• MATERIALS PROVIDED:

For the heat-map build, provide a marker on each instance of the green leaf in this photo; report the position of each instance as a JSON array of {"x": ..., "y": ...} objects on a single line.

* * *

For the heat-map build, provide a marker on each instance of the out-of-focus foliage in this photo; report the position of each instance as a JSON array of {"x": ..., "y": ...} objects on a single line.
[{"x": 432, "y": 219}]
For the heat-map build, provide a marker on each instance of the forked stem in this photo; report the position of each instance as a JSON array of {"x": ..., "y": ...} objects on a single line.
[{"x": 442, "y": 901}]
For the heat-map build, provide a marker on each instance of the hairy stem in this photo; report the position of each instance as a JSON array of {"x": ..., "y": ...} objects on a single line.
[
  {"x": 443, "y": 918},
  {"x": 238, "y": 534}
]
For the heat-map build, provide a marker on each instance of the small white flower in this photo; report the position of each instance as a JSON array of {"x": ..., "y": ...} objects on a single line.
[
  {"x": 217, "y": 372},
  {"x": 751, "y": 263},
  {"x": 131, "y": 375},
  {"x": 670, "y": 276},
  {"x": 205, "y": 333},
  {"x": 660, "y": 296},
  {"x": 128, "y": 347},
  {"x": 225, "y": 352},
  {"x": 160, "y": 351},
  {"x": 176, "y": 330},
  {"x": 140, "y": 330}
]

* * *

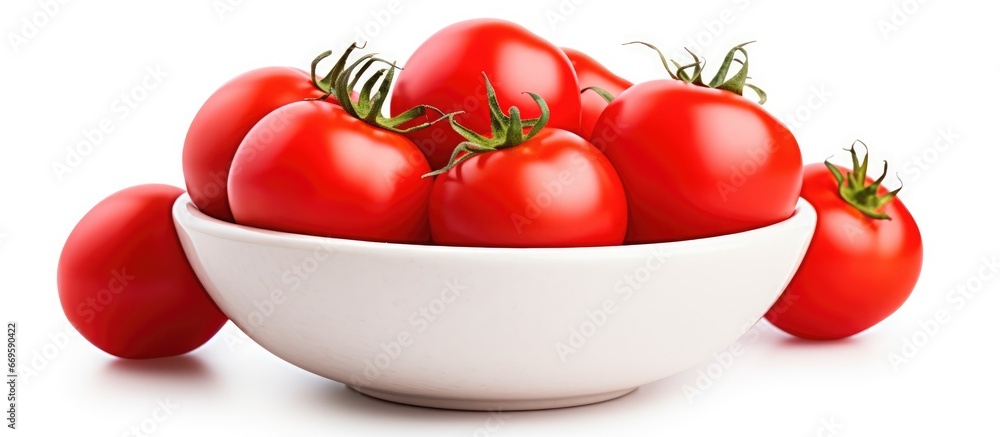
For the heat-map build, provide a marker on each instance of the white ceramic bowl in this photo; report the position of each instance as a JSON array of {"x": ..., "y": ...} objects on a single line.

• PROBLEM STATEMENT: Locate each line in the records that contains the string "stem", and copy every such line in full.

• REPLY:
For the heat-map build, provide a marker on each instance of the forked stem in this photo; report the position of each instance as a JSON array of {"x": ..., "y": ...} objects on a single line.
For the heat-map build, provide a marker on each instance of the hairy stem in this photo; report the position of each instance as a JSON array of {"x": ..., "y": ...} objects on a single line.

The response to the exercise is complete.